- **Page extract**:

# # # # # # #

The default skin on the upgraded wikis is the “Vector” skin, which is the same as Wikipedia’s new default skin. Those who want to change the skin appearance back to monobook should create an account and change their user settings. Users who already have accounts may still have their settings as “monobook” — so they need to manually change the settings to “vector.” For more information about why Wikipedia switched to a vector skin, see Usability Initiative.

Apart from these software changes, we’re also making changes to page content and appearance to make it easier to find relevant information. Most of these build further on the page design changes blogged about earlier. These include:

  • Front-ending the definitions: For long pages, the definition is being moved right to the top, above the table of contents and the article-tagging template boxes, which give information about the type of term and similar terms. This means that people in a hurry can quickly read the definition without scrolling down too much. This change may be rolled over even for shorter pages.

  • Increased use of tables: Tables allow for a compact expression of relates, correlates and analogies, and also make it easier to locate information. On the minus side, it becomes tedious to put detailed and lengthy paragraphs in a table. We are dealing with this by putting the most important summary information in tables with further detailed information below expandable/collapsible “SHOW MORE”s. Even for definitions, we are switching from the earlier “Symbol-free definition” and “Definition with symbols” as separate subsections to a single tabular format for definitions where one column gives a shorthand phrase for the definition, one column gives the symbol-free definition, and another column gives the definition with symbols (for instance, pronormal subgroup (permalink to current version). Additional columns may include applications of a particular definition to ways to prove/use the given term. We are also using tables for references, as seen in this example, making them easier to parse as well as look up.

  • Increased use of expandables/collapsibles: Expandable/collapsible “SHOW MORE”s allow for a lot of relevant information to be placed within pages without causing a cognitive overload or making the page too much effort to scroll down. Expandable/collapsibles are used both within pre-defined templates and on a discretionary basis within pages. Sometimes, the most important things are stated and the rest are hidden under a “SHOW MORE” — for instance, the list of properties stronger than characteristicity. The “SHOW MORE” feature uses the MediaWiki extension ToggleDisplay.

# # # # # # #

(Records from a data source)
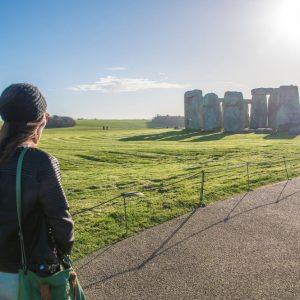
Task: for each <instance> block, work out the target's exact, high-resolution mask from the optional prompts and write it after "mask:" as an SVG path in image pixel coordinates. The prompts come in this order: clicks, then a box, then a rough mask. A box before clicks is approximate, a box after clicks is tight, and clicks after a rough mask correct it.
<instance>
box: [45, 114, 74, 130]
mask: <svg viewBox="0 0 300 300" xmlns="http://www.w3.org/2000/svg"><path fill="white" fill-rule="evenodd" d="M75 125H76V121H75V120H74V119H72V118H71V117H61V116H56V115H54V116H50V118H49V120H48V123H47V125H46V128H62V127H73V126H75Z"/></svg>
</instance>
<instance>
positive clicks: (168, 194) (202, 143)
mask: <svg viewBox="0 0 300 300" xmlns="http://www.w3.org/2000/svg"><path fill="white" fill-rule="evenodd" d="M104 123H105V122H104V121H103V120H102V121H101V120H91V121H87V120H80V121H78V125H77V126H76V127H73V128H66V129H46V130H45V131H44V135H43V138H42V141H41V143H40V147H41V148H42V149H44V150H46V151H49V152H50V153H52V154H53V155H55V156H56V157H57V158H58V159H59V161H60V164H61V169H62V176H63V184H64V188H65V191H66V194H67V197H68V199H69V202H70V207H71V212H72V213H73V214H74V213H76V212H78V211H80V210H81V209H84V208H87V207H91V206H93V205H97V204H99V203H102V202H105V201H107V200H109V199H111V198H113V197H114V196H116V195H119V194H120V193H122V192H128V191H142V192H143V193H144V195H145V197H143V198H128V207H127V209H128V222H129V223H128V225H129V234H133V233H135V232H138V231H141V230H143V229H145V228H149V227H151V226H153V225H155V224H158V223H161V222H164V221H166V220H169V219H171V218H174V217H176V216H179V215H181V214H183V213H186V212H187V211H189V210H191V209H193V208H194V207H196V206H197V205H198V202H199V194H200V186H201V176H200V175H201V168H203V169H204V170H205V171H206V174H205V192H204V201H205V203H206V204H207V203H211V202H213V201H217V200H221V199H224V198H226V197H228V196H230V195H232V194H235V193H239V192H241V191H245V190H246V189H247V173H246V162H250V165H249V173H250V175H249V176H250V186H251V188H256V187H258V186H261V185H264V184H267V183H271V182H276V181H281V180H284V179H285V178H286V173H285V168H284V163H283V156H285V157H286V159H287V167H288V173H289V175H290V176H298V174H299V172H300V162H299V161H298V160H297V158H299V159H300V155H299V154H298V152H299V149H300V137H295V136H289V135H283V134H281V135H263V134H261V135H258V134H244V135H242V134H223V133H211V134H203V133H202V134H200V133H198V132H195V131H185V130H173V129H147V128H145V127H146V121H145V120H137V121H133V120H129V121H124V122H122V121H120V120H117V121H113V120H110V121H107V120H106V124H108V125H106V124H104ZM102 124H103V125H105V126H109V130H105V131H104V130H102V126H103V125H102ZM130 128H131V129H130ZM291 159H293V161H291ZM235 166H240V167H239V168H234V167H235ZM193 174H196V175H195V177H193V178H190V179H186V180H182V179H184V178H185V177H187V176H189V175H193ZM181 180H182V181H181ZM177 181H179V182H177ZM122 201H123V200H122V199H121V198H119V199H116V200H114V201H112V202H109V203H108V204H106V205H103V206H100V207H98V208H96V209H94V210H93V211H88V212H85V213H83V214H80V215H76V216H75V217H74V219H75V225H76V245H75V250H74V258H79V257H81V256H83V255H85V254H88V253H90V252H92V251H94V250H96V249H98V248H100V247H104V246H107V245H109V244H111V243H113V242H114V241H116V240H119V239H122V238H124V236H125V227H124V212H123V206H122V203H123V202H122Z"/></svg>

# # # # # # #

- **Work instructions**:
1. Print the passage of the wiki update note from "Apart from these" up to and including "for shorter pages.".
2. In the wiki update note, which MediaWiki extension provides the "SHOW MORE" feature?

- **Task-by-task answers**:
1.
Apart from these software changes, we’re also making changes to page content and appearance to make it easier to find relevant information. Most of these build further on the page design changes blogged about earlier. These include:

  • Front-ending the definitions: For long pages, the definition is being moved right to the top, above the table of contents and the article-tagging template boxes, which give information about the type of term and similar terms. This means that people in a hurry can quickly read the definition without scrolling down too much. This change may be rolled over even for shorter pages.

2. ToggleDisplay